▶ Document:

______

Cache, state, lifecycle events, and the future of Turbolinks 3

Thibaut commented 9 years ago

While working on the docs I realized that the partial replacement feature currently in master introduced significant issues with page caching and lifecycle events. Below is a summary of the problem and a list of possible solutions.

I apologize for the long description. This is a defining issue for Turbolinks 3 that needs careful consideration.

Problem

Say I have this:

<body>
  <textarea data-rte></textarea>
</body>

$(document).on 'ready page:load', ->
  $('[data-rte]').each ->
    fn = -> # some function
    $(this).wrap('<div/>').on('click', fn)

After the page loads, the resulting markup is this:

<body>
  <div>
    <textarea data-rte></textarea>
  </div>
</body>

Now say I:

type "foo" in the textarea
visit another page
click the back button

Behavior in v2.5:

the <body> element is stored in the cache; its state (event listener and textarea value) is kept in memory
on popstate, the previous <body> is reassigned to the document, and:
- wrapping <div> is present
- fn is still attached
- textarea value is still "foo"
(this actually leads to a memory leak, because when the <body> is evicted from the cache, jQuery stills hold a reference to fn)

Behavior in master:

the <body> element's outerHTML is stored in the cache; its state is cleaned up
on popstate, the previous <body> is parsed and reassigned to the document, and:
- wrapping <div> is present
- fn is not attached to click event
- textarea value is blank (because the value of form elements is stored in memory, not in the DOM, which only stores their initial / hard-coded value)

______

▶ Data block:
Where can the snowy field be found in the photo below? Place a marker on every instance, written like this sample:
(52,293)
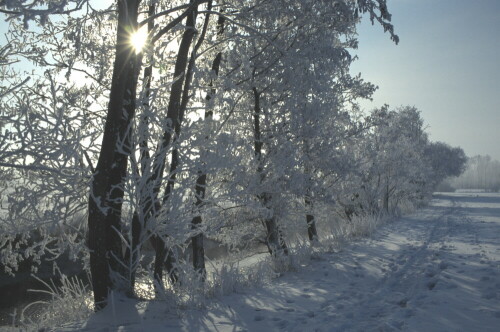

______

▶ Complete the following:
1. Answer each from the Turbolinks 3 thread:
(a) In v2.5, what gets stored in the cache?
(b) In master, what is the value of the textarea after the back button is clicked?
(c) According to the thread, what problem does the v2.5 behavior cause?
2. Extend the Turbolinks 3 thread, starting right after its final line.

▶ Answers by task:
1.
(a) The <body> element, with its state (event listener and textarea value) kept in memory.
(b) It is blank.
(c) A memory leak, because jQuery still holds a reference to fn after the <body> is evicted from the cache.

2.
(no memory leak)

(Side note: the reason why we now serialize the <body> element instead of keeping it in memory is that it isn't guaranteed to be replaced on Turbolinks.visit anymore. If we didn't and you did Turbolinks.visit("#{currentUrl}?q=test", change: ['container']), the container element would be replaced and we'd have no way to bring the old one back unless we somehow managed to keep track of the diff across pages + the old nodes in memory.)

Now, one way to get around this problem might be to bind to page:change (which also fires on history back/forward) instead of page:load, but then here's what happens after popstate:

new fn is attached
wrapping <div> is wrapped in another <div>
textarea value is still lost

The DOM transformation is applied a second time.

So then we might do something like this:

$(document).on 'ready page:load', ->
  $('[data-rte]').each ->
    $(this).wrap('<div/>')

$(document).on 'page:change', ->
  $('[data-rte]').each ->
    fn = ->
    $(this).on('click', fn)

Ignoring the fact that this isn't how people write JavaScript, here comes another problem: say I partial-replace another element on the page (with Turbolinks.visit(url, change: ['id'])):

both page:load and page:change are triggered on the document
the callbacks add a duplicate <div> and fn callback to the existing data-rte element

To alleviate this problem, #537 started passing the affected nodes to these two events, allowing you to do this:

$(document).on 'ready page:load', (event) ->
  event.data.forEach (node) ->
    $('[data-rte]', node).each ->
      $(this).wrap('<div/>')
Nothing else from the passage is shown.